• WHAT THE TASK REQUIRES: Extract every row below that contains the string "chair", copying each such line whole. Case counts.

• DATA FOR THIS EXERCISE:
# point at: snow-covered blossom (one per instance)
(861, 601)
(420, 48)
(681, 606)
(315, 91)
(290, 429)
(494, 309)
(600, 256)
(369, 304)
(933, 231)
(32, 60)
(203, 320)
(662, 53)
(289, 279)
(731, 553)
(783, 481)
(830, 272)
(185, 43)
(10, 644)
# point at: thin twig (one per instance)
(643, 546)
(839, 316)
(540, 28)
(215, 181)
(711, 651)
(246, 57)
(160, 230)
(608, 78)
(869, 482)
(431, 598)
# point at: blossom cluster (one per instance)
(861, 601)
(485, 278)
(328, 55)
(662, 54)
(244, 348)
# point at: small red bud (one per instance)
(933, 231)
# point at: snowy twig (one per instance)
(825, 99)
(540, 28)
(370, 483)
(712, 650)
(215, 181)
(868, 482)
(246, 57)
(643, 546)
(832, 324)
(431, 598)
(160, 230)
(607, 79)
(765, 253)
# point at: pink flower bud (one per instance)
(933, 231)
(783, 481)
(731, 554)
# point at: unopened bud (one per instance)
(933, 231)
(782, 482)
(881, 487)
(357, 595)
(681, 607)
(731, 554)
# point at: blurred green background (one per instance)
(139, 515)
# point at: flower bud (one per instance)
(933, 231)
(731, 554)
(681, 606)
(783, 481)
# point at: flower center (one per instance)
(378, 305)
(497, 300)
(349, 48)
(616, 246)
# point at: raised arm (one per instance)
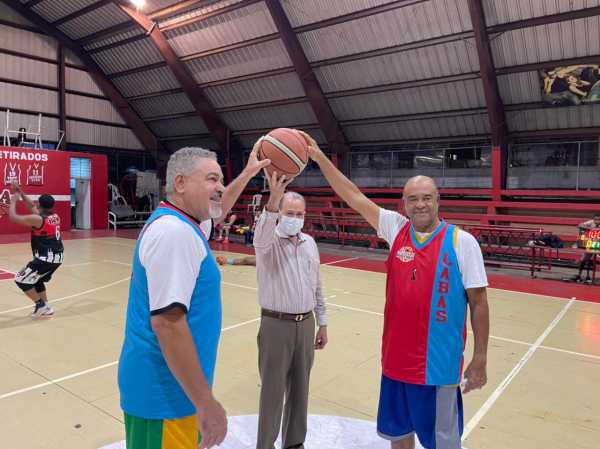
(264, 232)
(30, 204)
(237, 186)
(344, 188)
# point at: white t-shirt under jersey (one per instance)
(171, 252)
(468, 252)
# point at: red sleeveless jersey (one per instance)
(425, 311)
(46, 243)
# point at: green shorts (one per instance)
(180, 433)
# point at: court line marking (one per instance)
(487, 405)
(494, 337)
(77, 264)
(117, 262)
(96, 368)
(64, 298)
(340, 261)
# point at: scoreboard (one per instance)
(589, 239)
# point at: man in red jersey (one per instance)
(46, 246)
(434, 271)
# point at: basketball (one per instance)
(287, 149)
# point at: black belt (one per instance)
(286, 316)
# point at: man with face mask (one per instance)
(290, 296)
(434, 272)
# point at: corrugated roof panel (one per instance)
(51, 10)
(272, 117)
(99, 19)
(206, 143)
(27, 42)
(81, 81)
(522, 87)
(129, 56)
(146, 82)
(236, 26)
(163, 105)
(29, 70)
(413, 23)
(184, 126)
(72, 58)
(279, 87)
(570, 39)
(102, 135)
(461, 125)
(192, 12)
(241, 61)
(13, 96)
(10, 15)
(154, 5)
(504, 11)
(78, 106)
(30, 122)
(451, 58)
(554, 118)
(310, 11)
(114, 38)
(440, 97)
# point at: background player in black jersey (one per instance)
(46, 246)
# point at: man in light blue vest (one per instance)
(174, 311)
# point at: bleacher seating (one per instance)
(522, 216)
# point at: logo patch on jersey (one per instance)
(4, 202)
(405, 254)
(35, 175)
(12, 173)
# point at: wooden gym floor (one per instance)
(58, 388)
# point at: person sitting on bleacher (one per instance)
(586, 257)
(225, 227)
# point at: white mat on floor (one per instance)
(331, 432)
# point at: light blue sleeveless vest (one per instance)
(148, 388)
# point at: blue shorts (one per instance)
(434, 413)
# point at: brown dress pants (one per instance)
(285, 357)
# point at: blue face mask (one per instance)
(290, 226)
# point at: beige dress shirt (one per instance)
(288, 270)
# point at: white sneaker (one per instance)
(42, 311)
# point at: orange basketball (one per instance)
(287, 149)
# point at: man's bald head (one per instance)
(420, 180)
(421, 203)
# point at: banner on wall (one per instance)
(41, 171)
(571, 85)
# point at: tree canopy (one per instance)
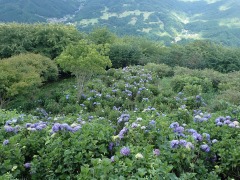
(23, 72)
(83, 60)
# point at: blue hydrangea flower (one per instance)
(9, 128)
(179, 129)
(156, 152)
(56, 127)
(125, 151)
(174, 144)
(112, 159)
(5, 142)
(182, 142)
(207, 136)
(174, 125)
(214, 141)
(197, 137)
(205, 148)
(27, 165)
(122, 132)
(76, 128)
(189, 145)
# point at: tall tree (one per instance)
(84, 60)
(22, 73)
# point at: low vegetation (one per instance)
(158, 113)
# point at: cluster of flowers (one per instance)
(9, 128)
(149, 108)
(220, 121)
(60, 127)
(123, 118)
(181, 142)
(36, 126)
(200, 117)
(177, 129)
(194, 134)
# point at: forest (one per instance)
(77, 105)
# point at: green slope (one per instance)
(171, 21)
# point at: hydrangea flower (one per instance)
(214, 141)
(139, 156)
(205, 148)
(207, 136)
(125, 151)
(174, 125)
(112, 159)
(122, 132)
(197, 136)
(9, 128)
(156, 152)
(179, 129)
(174, 144)
(182, 142)
(134, 125)
(189, 145)
(56, 127)
(27, 165)
(5, 142)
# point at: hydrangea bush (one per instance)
(129, 124)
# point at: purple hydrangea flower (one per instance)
(219, 124)
(5, 142)
(179, 129)
(56, 127)
(197, 136)
(174, 143)
(205, 148)
(156, 152)
(207, 136)
(122, 132)
(75, 129)
(182, 142)
(189, 145)
(134, 125)
(28, 125)
(174, 125)
(231, 125)
(227, 122)
(125, 151)
(110, 146)
(192, 131)
(112, 159)
(27, 165)
(152, 122)
(214, 141)
(9, 128)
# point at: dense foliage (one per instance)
(46, 39)
(21, 73)
(34, 10)
(168, 21)
(130, 123)
(144, 120)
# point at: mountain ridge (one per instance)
(170, 21)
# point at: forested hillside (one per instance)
(30, 11)
(169, 21)
(95, 105)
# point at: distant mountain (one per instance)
(35, 10)
(171, 21)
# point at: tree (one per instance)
(22, 73)
(84, 60)
(124, 54)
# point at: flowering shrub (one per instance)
(129, 124)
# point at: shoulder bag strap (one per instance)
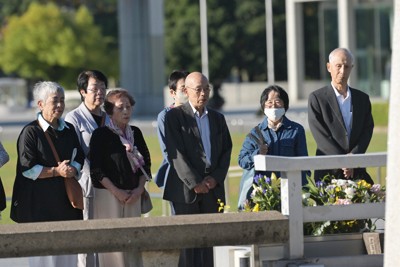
(52, 146)
(260, 136)
(103, 120)
(259, 139)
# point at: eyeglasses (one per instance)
(199, 89)
(97, 90)
(274, 102)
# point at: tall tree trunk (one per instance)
(392, 232)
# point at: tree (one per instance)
(53, 44)
(391, 257)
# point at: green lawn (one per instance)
(7, 172)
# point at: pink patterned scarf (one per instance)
(134, 156)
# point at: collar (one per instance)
(196, 112)
(337, 92)
(45, 125)
(285, 123)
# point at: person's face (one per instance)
(340, 68)
(53, 107)
(122, 111)
(179, 95)
(198, 91)
(95, 93)
(274, 101)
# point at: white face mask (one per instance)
(274, 114)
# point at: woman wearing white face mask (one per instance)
(275, 135)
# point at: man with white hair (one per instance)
(340, 117)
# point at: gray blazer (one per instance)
(187, 157)
(84, 124)
(327, 125)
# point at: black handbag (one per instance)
(2, 196)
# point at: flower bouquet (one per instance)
(266, 195)
(340, 192)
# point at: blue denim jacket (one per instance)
(289, 140)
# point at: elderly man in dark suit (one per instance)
(340, 117)
(199, 149)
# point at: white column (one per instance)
(204, 38)
(295, 51)
(346, 25)
(141, 44)
(392, 232)
(270, 41)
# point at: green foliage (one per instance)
(49, 43)
(332, 191)
(236, 38)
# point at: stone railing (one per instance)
(291, 193)
(158, 238)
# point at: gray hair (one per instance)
(341, 49)
(42, 90)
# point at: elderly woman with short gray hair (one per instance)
(48, 153)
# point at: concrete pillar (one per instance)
(392, 232)
(142, 53)
(295, 49)
(346, 25)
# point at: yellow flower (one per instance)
(275, 182)
(256, 208)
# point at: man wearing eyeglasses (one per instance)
(88, 116)
(199, 148)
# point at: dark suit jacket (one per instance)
(327, 125)
(187, 157)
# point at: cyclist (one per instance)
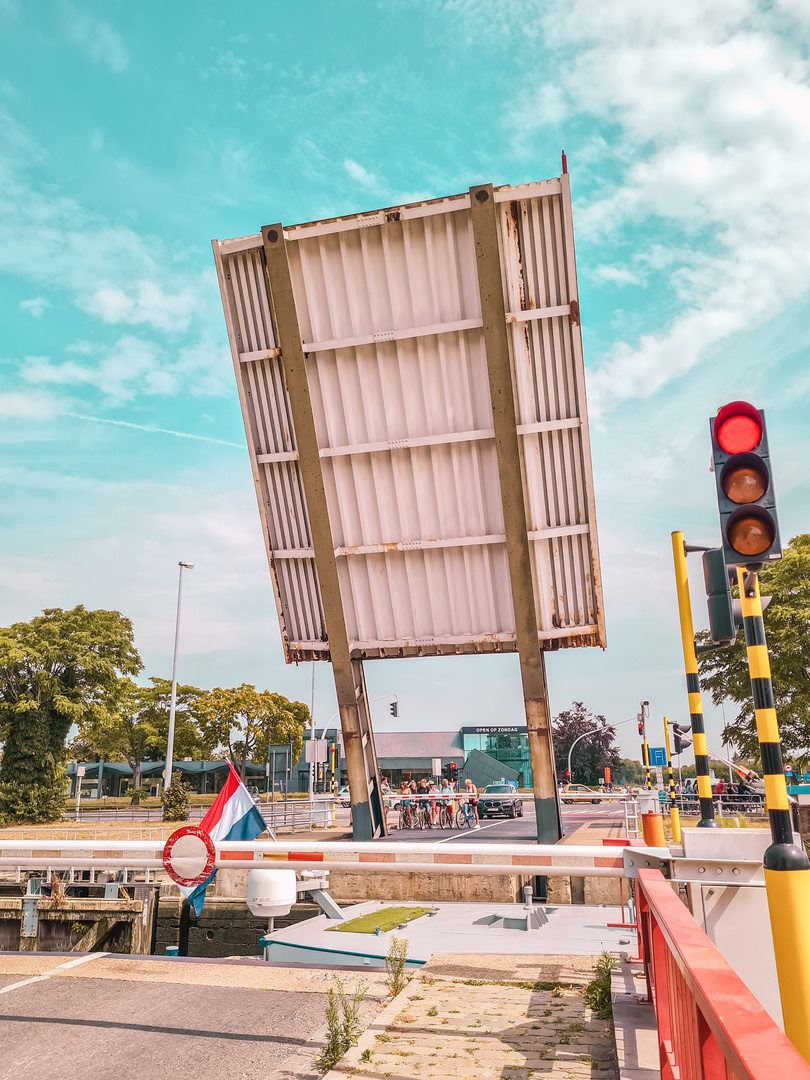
(447, 792)
(433, 804)
(472, 795)
(404, 804)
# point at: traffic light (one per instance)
(678, 732)
(745, 498)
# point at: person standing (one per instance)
(386, 792)
(472, 795)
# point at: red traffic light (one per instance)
(738, 428)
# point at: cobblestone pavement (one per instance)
(454, 1028)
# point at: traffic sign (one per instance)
(189, 855)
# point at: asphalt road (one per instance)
(514, 831)
(94, 1028)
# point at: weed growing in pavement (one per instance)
(342, 1023)
(395, 960)
(597, 991)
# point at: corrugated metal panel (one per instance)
(390, 316)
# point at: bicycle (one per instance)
(466, 815)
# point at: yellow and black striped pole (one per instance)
(786, 866)
(692, 685)
(674, 813)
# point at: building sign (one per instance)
(493, 731)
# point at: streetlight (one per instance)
(584, 736)
(170, 743)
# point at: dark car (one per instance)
(500, 799)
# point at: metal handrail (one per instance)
(710, 1025)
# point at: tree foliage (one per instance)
(591, 755)
(137, 730)
(725, 672)
(245, 721)
(62, 667)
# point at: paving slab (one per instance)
(457, 928)
(462, 1029)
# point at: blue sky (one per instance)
(131, 135)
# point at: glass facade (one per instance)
(508, 745)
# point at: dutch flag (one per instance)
(232, 817)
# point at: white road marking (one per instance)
(59, 967)
(478, 829)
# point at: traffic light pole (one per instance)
(692, 685)
(646, 756)
(674, 813)
(786, 865)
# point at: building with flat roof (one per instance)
(486, 754)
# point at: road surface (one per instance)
(517, 829)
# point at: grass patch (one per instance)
(597, 991)
(386, 919)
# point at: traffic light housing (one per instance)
(745, 498)
(724, 621)
(678, 733)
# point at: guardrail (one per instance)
(144, 855)
(710, 1025)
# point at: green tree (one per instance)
(138, 730)
(244, 721)
(61, 669)
(725, 672)
(592, 755)
(630, 771)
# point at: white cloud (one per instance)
(132, 366)
(712, 104)
(154, 431)
(617, 275)
(27, 406)
(227, 65)
(37, 306)
(362, 176)
(146, 302)
(96, 39)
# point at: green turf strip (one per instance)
(387, 918)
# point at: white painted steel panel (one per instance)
(390, 318)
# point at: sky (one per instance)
(133, 134)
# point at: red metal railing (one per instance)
(710, 1025)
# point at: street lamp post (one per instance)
(583, 736)
(173, 704)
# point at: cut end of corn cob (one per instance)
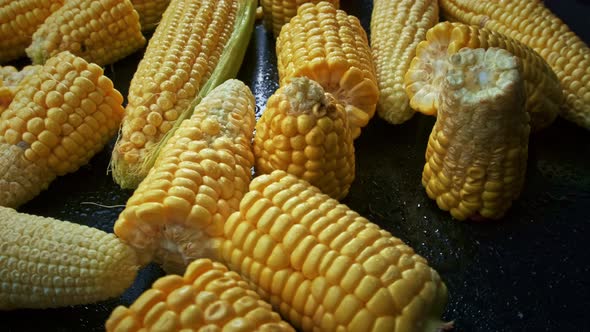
(304, 131)
(49, 263)
(198, 180)
(477, 152)
(331, 48)
(207, 298)
(101, 32)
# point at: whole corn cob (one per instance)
(326, 268)
(207, 298)
(396, 29)
(197, 46)
(65, 113)
(278, 12)
(428, 69)
(477, 152)
(48, 263)
(197, 181)
(331, 48)
(533, 24)
(18, 21)
(101, 32)
(304, 131)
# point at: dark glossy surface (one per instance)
(528, 272)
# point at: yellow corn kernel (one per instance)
(331, 48)
(304, 131)
(101, 32)
(323, 266)
(396, 29)
(207, 298)
(48, 263)
(61, 116)
(198, 180)
(278, 12)
(480, 138)
(197, 46)
(428, 69)
(534, 25)
(18, 21)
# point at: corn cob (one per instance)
(531, 23)
(278, 12)
(396, 29)
(331, 48)
(207, 298)
(477, 152)
(48, 263)
(150, 12)
(64, 114)
(304, 132)
(428, 69)
(18, 21)
(323, 266)
(197, 46)
(197, 182)
(101, 32)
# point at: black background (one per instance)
(528, 272)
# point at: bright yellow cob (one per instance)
(207, 298)
(18, 21)
(197, 46)
(396, 29)
(304, 131)
(477, 152)
(64, 114)
(278, 12)
(428, 69)
(531, 23)
(101, 32)
(48, 263)
(197, 181)
(326, 268)
(331, 48)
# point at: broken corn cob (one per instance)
(18, 21)
(197, 181)
(278, 12)
(477, 152)
(101, 32)
(48, 263)
(331, 48)
(197, 46)
(326, 268)
(428, 69)
(533, 24)
(396, 29)
(64, 114)
(207, 298)
(304, 131)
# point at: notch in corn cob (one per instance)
(18, 21)
(197, 181)
(278, 12)
(61, 116)
(304, 131)
(477, 152)
(49, 263)
(101, 32)
(326, 268)
(197, 46)
(428, 69)
(533, 24)
(331, 48)
(396, 29)
(207, 298)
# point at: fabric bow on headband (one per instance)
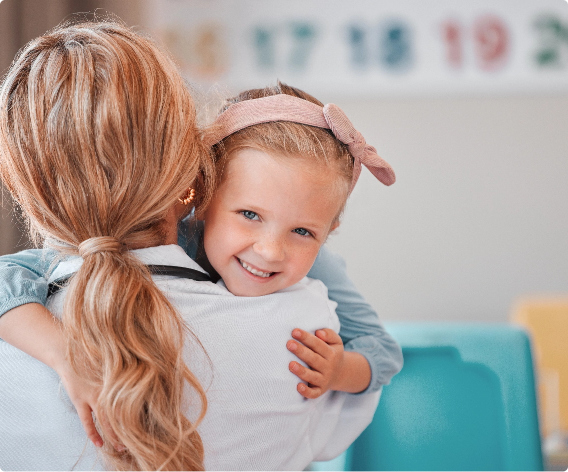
(285, 107)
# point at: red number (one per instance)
(491, 42)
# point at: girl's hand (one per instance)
(324, 354)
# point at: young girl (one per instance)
(284, 264)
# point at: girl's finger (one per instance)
(311, 341)
(314, 360)
(309, 392)
(329, 336)
(86, 417)
(310, 376)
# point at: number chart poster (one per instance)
(369, 47)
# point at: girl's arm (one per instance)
(361, 331)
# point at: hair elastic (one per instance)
(283, 107)
(99, 244)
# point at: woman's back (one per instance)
(256, 419)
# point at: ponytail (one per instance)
(98, 140)
(137, 337)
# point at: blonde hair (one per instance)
(98, 139)
(288, 139)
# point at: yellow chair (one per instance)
(546, 320)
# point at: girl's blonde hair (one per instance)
(98, 139)
(288, 139)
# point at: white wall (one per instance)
(478, 215)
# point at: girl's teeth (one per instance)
(254, 271)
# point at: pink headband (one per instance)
(285, 107)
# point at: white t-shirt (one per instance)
(256, 419)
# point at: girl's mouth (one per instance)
(254, 271)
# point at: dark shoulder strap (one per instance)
(174, 271)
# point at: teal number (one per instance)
(303, 35)
(395, 46)
(264, 47)
(553, 37)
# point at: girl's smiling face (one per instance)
(268, 219)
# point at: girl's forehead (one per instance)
(257, 161)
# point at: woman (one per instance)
(99, 146)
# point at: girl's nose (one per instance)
(271, 249)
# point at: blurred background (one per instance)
(467, 100)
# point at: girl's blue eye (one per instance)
(249, 215)
(302, 232)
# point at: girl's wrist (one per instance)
(354, 375)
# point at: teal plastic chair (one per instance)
(464, 400)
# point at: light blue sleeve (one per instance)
(23, 278)
(361, 330)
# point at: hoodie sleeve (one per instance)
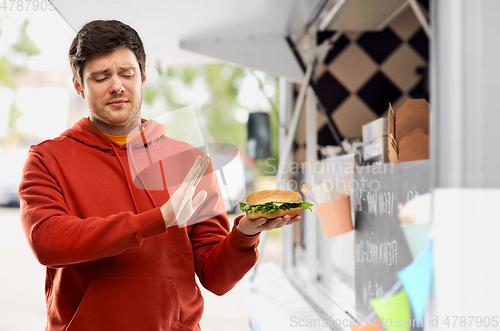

• OUTPUT OF THE TASK:
# point at: yellow chair (one per instance)
# point at: teal plastic chair (one per instance)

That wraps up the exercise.